*DIE AUFGABEN:*
(a) Als was bezeichnet der Dokumenttext den Okavango?
(b) Ändere den Abschnitt des Dokumenttexts von "Ich freue mich" bis einschließlich "Lebewesen im Thunersee?", indem du "Flusspferde" durch "Nilpferde" ersetzt, und gib ihn vollständig wieder.

*DOKUMENTTEXT:*
In den nächsten Monaten werde ich in Rumänien, Botswana, Schweden und wahrscheinlich Grönland arbeiten und dazwischen immer wieder in der Schweiz, auch für das Süsswasser-Projekt. Doch vor allem muss ich auch ständig die Büroarbeit erledigen und Bildrechte verkaufen, damit ich alle diese Reisen auch finanzieren kann.

Welche Gewässer möchten Sie in Zukunft unter Wasser fotografieren?

Ich freue mich auf die Arbeit im Okavango, dem grössten Inland-Delta der Welt. Dort leben Krokodile und Flusspferde, die möchte ich natürlich auch fotografieren, möglichst unter Wasser. In Grönland möchte ich in Schmelzwasser-Seen und -Flüssen arbeiten, das habe ich schon auf dem Gornergletscher gemacht, aber in Grönland sind die Dimensionen viel grösser – was aber auch die logistischen Probleme grösser macht.

Was wünschen Sie den Lebewesen im Thunersee?

Das Gleiche wie den Lebewesen in allen Schweizer Gewässern: dass so viele Gewässer wie möglich einigermassen naturnah erhalten bleiben und dass die gröbsten Fehler an den Gewässern wieder korrigiert werden. Ein Fisch kann bei Problemen nicht einfach davonschwimmen, wie ein Vogel davonfliegen kann. Da muss der Mensch helfen. Und natürlich gibt es eine Vielzahl von Lebewesen, die auf Gedeih und Verderben auf naturnahe Gewässer angewiesen sind. Im Thunersee wurde in dieser Hinsicht Gutes getan, indem mit der Kiesschicht beim Ausfluss der Lebensraum für die Äschen und alle die Myriaden kleiner Tierchen im Kies erhalten blieb.

«Ein Fisch kann bei Problemen nicht einfach davonschwimmen, wie ein Vogel davonfliegen kann.»

*AUSGEWÄHLTE ZEILEN:*

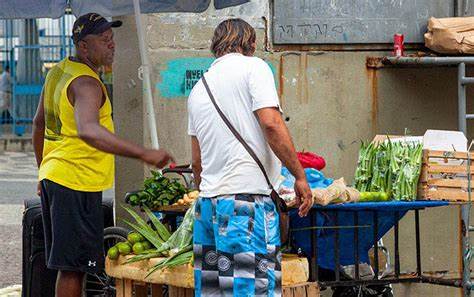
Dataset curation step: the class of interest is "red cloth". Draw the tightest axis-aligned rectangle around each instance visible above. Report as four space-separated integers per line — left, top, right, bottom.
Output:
296 152 326 170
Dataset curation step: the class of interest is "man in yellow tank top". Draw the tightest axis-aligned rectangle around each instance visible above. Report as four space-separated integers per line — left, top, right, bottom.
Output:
33 13 171 297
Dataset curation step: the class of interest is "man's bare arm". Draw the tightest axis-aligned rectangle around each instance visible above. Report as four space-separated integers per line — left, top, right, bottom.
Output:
72 76 172 168
255 108 313 216
32 91 45 168
191 136 202 189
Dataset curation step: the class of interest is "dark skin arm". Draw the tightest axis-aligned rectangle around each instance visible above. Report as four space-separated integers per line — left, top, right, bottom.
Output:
191 136 202 190
32 91 45 195
255 108 313 217
68 76 172 168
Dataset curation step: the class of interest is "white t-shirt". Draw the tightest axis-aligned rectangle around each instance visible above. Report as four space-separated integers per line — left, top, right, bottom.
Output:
188 53 281 197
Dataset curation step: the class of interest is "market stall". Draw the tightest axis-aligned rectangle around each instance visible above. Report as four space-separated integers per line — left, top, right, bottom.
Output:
106 131 471 296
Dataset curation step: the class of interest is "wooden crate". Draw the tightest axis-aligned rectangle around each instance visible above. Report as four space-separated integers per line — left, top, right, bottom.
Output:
282 283 320 297
116 279 320 297
418 150 474 202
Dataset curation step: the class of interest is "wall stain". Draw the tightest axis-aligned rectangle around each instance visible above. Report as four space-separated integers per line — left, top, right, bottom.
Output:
367 68 379 135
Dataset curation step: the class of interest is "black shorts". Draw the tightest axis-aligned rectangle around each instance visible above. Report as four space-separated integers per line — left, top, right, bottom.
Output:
41 180 104 273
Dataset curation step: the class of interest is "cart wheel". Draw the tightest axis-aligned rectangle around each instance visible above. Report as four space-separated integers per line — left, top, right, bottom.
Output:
84 227 129 297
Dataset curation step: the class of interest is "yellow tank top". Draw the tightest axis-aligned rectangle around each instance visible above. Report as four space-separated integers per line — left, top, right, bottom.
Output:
39 58 114 192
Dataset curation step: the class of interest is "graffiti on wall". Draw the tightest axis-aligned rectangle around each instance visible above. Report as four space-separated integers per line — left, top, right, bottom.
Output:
156 57 275 99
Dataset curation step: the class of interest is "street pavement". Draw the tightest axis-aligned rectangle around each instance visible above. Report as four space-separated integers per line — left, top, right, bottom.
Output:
0 152 114 292
0 152 39 288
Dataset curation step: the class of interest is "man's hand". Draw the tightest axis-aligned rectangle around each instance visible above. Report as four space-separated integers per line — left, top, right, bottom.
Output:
140 149 174 168
295 179 313 217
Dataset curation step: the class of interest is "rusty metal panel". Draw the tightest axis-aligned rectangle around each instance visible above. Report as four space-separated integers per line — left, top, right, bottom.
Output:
273 0 455 44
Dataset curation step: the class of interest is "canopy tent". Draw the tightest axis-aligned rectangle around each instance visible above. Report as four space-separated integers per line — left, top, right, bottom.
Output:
0 0 250 148
0 0 250 19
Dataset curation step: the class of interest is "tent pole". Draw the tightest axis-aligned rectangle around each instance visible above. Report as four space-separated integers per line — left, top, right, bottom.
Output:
133 0 159 149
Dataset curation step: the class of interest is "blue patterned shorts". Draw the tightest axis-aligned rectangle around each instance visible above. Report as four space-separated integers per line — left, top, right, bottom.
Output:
193 194 281 297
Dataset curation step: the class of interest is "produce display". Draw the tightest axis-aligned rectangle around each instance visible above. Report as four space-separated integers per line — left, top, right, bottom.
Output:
355 139 423 201
127 171 188 209
107 203 194 275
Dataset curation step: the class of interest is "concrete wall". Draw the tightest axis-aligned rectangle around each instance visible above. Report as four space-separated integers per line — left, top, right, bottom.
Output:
114 0 474 296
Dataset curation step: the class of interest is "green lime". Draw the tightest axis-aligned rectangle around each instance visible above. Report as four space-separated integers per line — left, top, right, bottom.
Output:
117 242 132 256
132 242 146 255
142 240 152 250
127 232 145 244
107 246 119 260
359 192 371 201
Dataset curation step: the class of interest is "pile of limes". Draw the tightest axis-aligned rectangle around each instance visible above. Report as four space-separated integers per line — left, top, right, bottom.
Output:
107 232 152 260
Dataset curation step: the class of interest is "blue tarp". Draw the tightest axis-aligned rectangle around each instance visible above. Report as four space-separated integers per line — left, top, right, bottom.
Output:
0 0 250 19
290 201 448 270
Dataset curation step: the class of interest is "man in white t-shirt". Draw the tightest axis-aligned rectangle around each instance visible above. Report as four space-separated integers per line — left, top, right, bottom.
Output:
188 19 312 296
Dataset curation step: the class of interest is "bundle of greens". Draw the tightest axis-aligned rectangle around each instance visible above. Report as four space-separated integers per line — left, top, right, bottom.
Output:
126 171 187 209
124 203 194 277
355 139 423 200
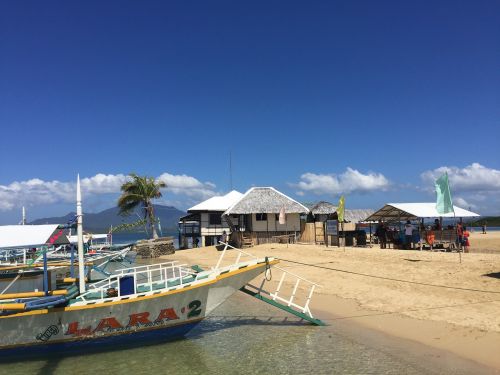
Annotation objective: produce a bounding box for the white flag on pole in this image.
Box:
[279,207,286,225]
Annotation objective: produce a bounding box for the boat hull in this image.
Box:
[0,282,211,357]
[0,262,274,359]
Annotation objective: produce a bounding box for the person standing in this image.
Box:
[457,222,464,250]
[375,221,387,249]
[405,220,413,250]
[462,227,470,253]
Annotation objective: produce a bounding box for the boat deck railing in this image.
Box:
[215,242,322,325]
[76,262,200,302]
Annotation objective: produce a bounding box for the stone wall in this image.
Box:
[132,237,175,258]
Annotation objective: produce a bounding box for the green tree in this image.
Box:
[118,173,167,238]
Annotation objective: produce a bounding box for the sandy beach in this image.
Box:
[163,232,500,373]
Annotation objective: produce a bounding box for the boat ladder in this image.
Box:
[210,242,326,326]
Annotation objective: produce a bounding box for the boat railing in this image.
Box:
[77,262,197,302]
[215,242,322,319]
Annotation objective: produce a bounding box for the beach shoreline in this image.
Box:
[162,232,500,373]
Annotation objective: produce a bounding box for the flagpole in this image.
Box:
[76,174,85,293]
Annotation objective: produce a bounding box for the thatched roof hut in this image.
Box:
[311,201,374,223]
[224,187,309,215]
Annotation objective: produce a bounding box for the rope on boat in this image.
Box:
[280,258,500,294]
[0,272,22,294]
[264,257,273,281]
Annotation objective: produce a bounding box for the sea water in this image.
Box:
[0,293,488,375]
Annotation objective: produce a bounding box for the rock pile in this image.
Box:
[132,237,175,258]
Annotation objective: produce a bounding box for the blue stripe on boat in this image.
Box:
[0,320,201,362]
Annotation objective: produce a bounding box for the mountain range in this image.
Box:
[29,204,186,234]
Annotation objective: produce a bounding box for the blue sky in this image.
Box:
[0,1,500,223]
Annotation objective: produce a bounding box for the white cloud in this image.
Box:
[420,163,500,193]
[293,167,390,195]
[158,173,216,199]
[81,173,127,194]
[0,173,216,211]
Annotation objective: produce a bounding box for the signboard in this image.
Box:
[326,220,338,236]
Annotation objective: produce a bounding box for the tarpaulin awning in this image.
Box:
[0,224,68,248]
[364,202,481,221]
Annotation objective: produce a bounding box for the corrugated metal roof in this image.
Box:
[224,187,309,215]
[365,203,481,221]
[0,224,58,248]
[344,209,374,223]
[188,190,243,212]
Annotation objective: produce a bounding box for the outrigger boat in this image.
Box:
[0,179,320,358]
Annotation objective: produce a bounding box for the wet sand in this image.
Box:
[160,232,500,373]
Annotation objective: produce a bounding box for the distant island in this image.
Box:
[472,216,500,227]
[29,204,186,235]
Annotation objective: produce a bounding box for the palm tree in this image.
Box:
[118,173,167,238]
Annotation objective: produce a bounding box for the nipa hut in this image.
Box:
[223,187,309,247]
[179,190,243,248]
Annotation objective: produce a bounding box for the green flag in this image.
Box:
[337,195,345,223]
[436,172,454,214]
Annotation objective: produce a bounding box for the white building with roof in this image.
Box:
[223,187,309,246]
[179,190,243,248]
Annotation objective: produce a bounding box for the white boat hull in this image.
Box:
[0,263,272,357]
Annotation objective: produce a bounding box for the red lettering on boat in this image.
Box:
[155,308,179,322]
[127,312,151,327]
[65,322,92,336]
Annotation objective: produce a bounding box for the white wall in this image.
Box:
[252,214,300,232]
[200,212,229,236]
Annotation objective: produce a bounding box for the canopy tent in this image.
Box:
[364,203,481,221]
[67,233,109,244]
[0,224,68,248]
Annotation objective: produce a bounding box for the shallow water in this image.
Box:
[0,293,488,375]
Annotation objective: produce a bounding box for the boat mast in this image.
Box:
[76,174,85,293]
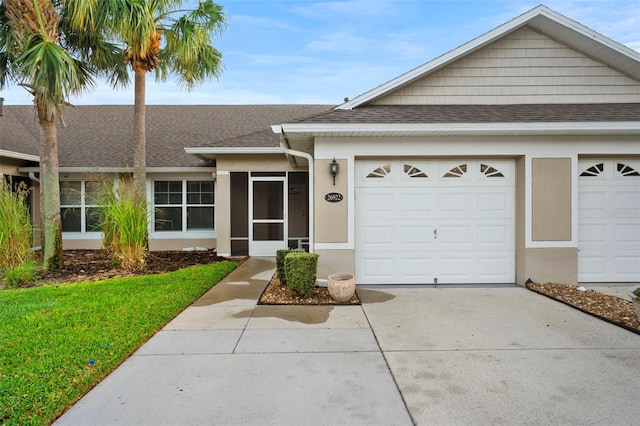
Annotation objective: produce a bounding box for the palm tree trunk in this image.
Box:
[38,107,63,270]
[133,63,147,204]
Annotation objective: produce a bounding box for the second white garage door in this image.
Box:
[578,158,640,282]
[355,160,515,284]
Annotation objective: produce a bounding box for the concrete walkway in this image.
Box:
[56,258,640,425]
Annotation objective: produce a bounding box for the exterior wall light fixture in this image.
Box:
[329,157,340,186]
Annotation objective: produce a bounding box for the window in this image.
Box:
[153,180,215,232]
[60,180,104,232]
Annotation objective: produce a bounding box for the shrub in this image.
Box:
[4,260,38,288]
[99,182,149,270]
[0,179,32,270]
[284,251,318,296]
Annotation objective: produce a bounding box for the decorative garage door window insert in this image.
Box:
[580,163,640,177]
[153,180,215,232]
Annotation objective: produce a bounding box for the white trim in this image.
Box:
[336,5,640,109]
[184,147,282,155]
[282,121,640,137]
[0,149,40,162]
[18,167,216,173]
[62,231,104,241]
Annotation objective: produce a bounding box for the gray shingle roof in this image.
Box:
[0,105,40,155]
[5,105,332,167]
[302,103,640,124]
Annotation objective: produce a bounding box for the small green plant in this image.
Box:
[4,260,38,288]
[0,179,32,270]
[99,182,149,270]
[276,248,291,284]
[284,251,318,296]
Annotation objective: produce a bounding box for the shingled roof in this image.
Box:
[302,103,640,124]
[5,105,332,167]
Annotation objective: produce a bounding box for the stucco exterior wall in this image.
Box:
[519,247,578,284]
[531,158,573,241]
[375,27,640,105]
[314,159,352,243]
[215,170,231,256]
[515,157,527,284]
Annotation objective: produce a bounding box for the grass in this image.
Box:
[0,261,237,425]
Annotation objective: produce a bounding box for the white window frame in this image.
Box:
[149,177,217,239]
[60,178,102,238]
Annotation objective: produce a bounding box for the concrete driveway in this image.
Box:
[56,258,640,425]
[358,287,640,425]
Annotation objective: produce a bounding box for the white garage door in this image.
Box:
[578,159,640,282]
[355,160,515,284]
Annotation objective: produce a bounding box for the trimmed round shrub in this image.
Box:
[284,251,318,296]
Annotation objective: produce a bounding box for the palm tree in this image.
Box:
[0,0,126,269]
[66,0,226,204]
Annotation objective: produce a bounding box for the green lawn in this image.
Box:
[0,261,237,425]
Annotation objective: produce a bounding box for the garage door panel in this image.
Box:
[613,223,640,243]
[612,191,640,210]
[357,256,394,284]
[578,159,640,282]
[578,223,607,243]
[613,254,640,277]
[360,224,396,252]
[477,191,513,215]
[356,188,396,219]
[396,188,434,219]
[437,225,471,245]
[477,224,513,245]
[355,160,515,284]
[477,253,514,283]
[438,192,471,215]
[398,256,434,284]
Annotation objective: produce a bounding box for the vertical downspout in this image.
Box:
[280,127,315,253]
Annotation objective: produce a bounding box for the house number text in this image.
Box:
[324,192,343,203]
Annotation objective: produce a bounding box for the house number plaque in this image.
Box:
[324,192,344,203]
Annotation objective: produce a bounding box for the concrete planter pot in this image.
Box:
[628,285,640,318]
[327,272,356,302]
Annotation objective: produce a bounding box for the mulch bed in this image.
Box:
[258,274,360,305]
[527,283,640,334]
[38,250,227,284]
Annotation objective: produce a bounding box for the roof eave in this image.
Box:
[184,147,282,160]
[282,121,640,137]
[0,149,40,163]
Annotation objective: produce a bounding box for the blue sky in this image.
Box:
[0,0,640,105]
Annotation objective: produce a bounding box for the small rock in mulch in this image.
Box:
[527,283,640,334]
[258,274,360,305]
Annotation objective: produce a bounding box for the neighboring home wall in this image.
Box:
[373,27,640,105]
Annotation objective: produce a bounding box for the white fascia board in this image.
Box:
[0,149,40,162]
[282,121,640,136]
[18,167,216,173]
[184,147,282,155]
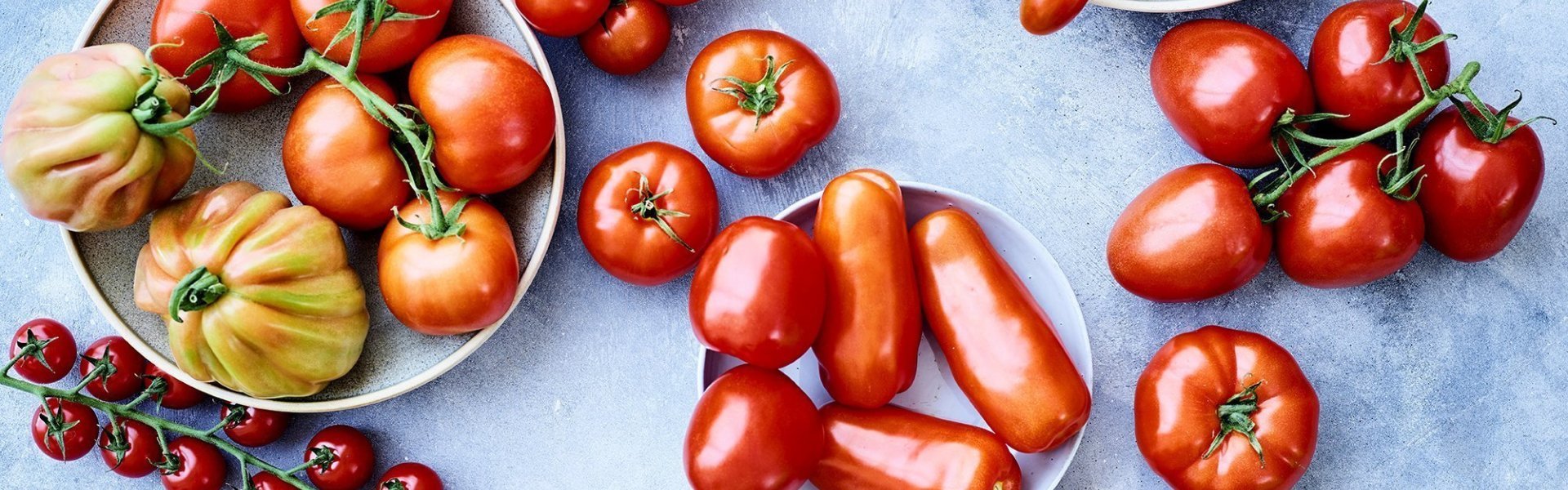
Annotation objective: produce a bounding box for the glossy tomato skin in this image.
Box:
[1149,19,1316,168]
[685,364,823,490]
[813,170,920,408]
[1132,325,1319,490]
[288,0,452,74]
[152,0,304,113]
[688,216,828,369]
[11,318,77,385]
[1106,163,1273,303]
[408,34,557,194]
[1309,0,1449,132]
[1275,145,1425,289]
[687,30,842,179]
[910,209,1089,452]
[376,194,519,335]
[1414,107,1546,262]
[283,75,412,231]
[577,141,718,286]
[577,0,670,75]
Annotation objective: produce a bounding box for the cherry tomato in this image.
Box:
[1275,145,1425,287]
[577,141,718,286]
[811,403,1022,490]
[288,0,452,74]
[518,0,610,38]
[218,403,292,448]
[688,216,828,369]
[304,425,376,490]
[910,209,1089,452]
[99,416,163,478]
[1149,19,1314,168]
[577,0,670,75]
[408,34,557,194]
[1414,107,1546,262]
[813,168,920,408]
[376,194,519,335]
[1309,0,1449,132]
[11,318,77,385]
[77,335,147,402]
[163,437,229,490]
[687,30,840,179]
[284,75,412,229]
[33,399,97,461]
[685,364,823,490]
[1132,325,1319,490]
[152,0,304,112]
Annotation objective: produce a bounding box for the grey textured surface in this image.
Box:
[0,0,1568,488]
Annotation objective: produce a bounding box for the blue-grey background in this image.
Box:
[0,0,1568,488]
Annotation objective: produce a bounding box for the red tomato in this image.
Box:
[284,75,412,229]
[1106,163,1273,303]
[1132,325,1317,490]
[163,437,229,490]
[77,335,147,402]
[813,168,920,408]
[1275,145,1425,287]
[33,399,97,461]
[577,0,670,75]
[688,216,828,369]
[99,416,163,478]
[685,364,823,490]
[577,141,718,286]
[152,0,304,112]
[304,425,376,490]
[408,34,557,194]
[1414,107,1546,262]
[288,0,452,74]
[687,30,840,179]
[11,318,77,385]
[1311,0,1449,132]
[218,403,292,448]
[811,403,1022,490]
[910,209,1089,452]
[376,194,519,335]
[1149,19,1314,168]
[518,0,610,38]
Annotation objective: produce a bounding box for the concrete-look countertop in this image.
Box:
[0,0,1568,488]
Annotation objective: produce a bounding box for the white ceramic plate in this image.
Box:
[702,182,1094,490]
[63,0,566,413]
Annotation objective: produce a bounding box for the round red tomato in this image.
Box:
[1132,325,1319,490]
[687,30,840,179]
[1275,145,1425,287]
[152,0,304,112]
[577,141,718,286]
[688,216,828,369]
[1414,107,1546,262]
[1311,0,1449,132]
[304,425,376,490]
[376,194,519,335]
[685,364,825,490]
[408,35,555,194]
[577,0,670,75]
[11,318,77,385]
[1106,163,1273,303]
[33,399,97,461]
[77,335,147,402]
[1149,19,1314,168]
[284,75,412,229]
[288,0,452,74]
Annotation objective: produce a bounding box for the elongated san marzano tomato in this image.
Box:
[811,403,1022,490]
[910,209,1089,452]
[813,168,920,408]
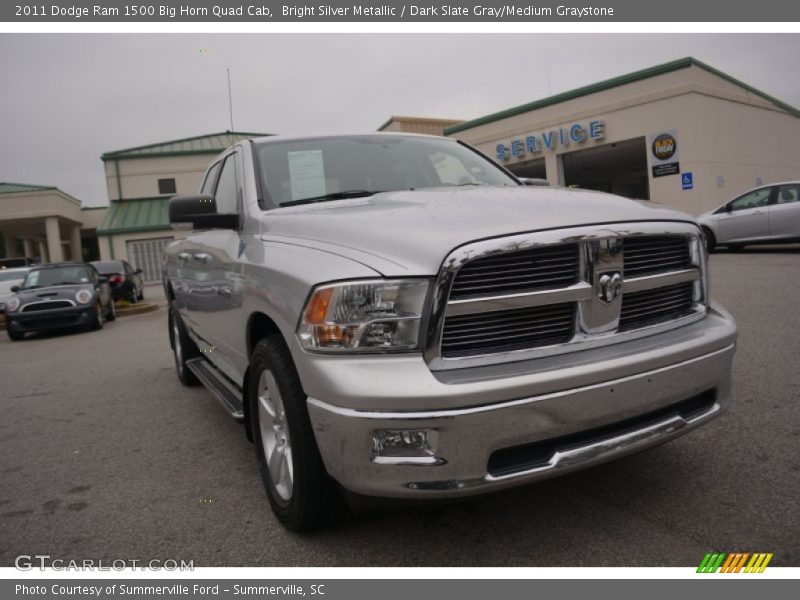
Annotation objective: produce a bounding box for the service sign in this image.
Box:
[495,120,606,161]
[650,129,681,177]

*DIE LÖSUNGEN:*
(a) Als das grösste Inland-Delta der Welt.

(b)
Ich freue mich auf die Arbeit im Okavango, dem grössten Inland-Delta der Welt. Dort leben Krokodile und Nilpferde, die möchte ich natürlich auch fotografieren, möglichst unter Wasser. In Grönland möchte ich in Schmelzwasser-Seen und -Flüssen arbeiten, das habe ich schon auf dem Gornergletscher gemacht, aber in Grönland sind die Dimensionen viel grösser – was aber auch die logistischen Probleme grösser macht.

Was wünschen Sie den Lebewesen im Thunersee?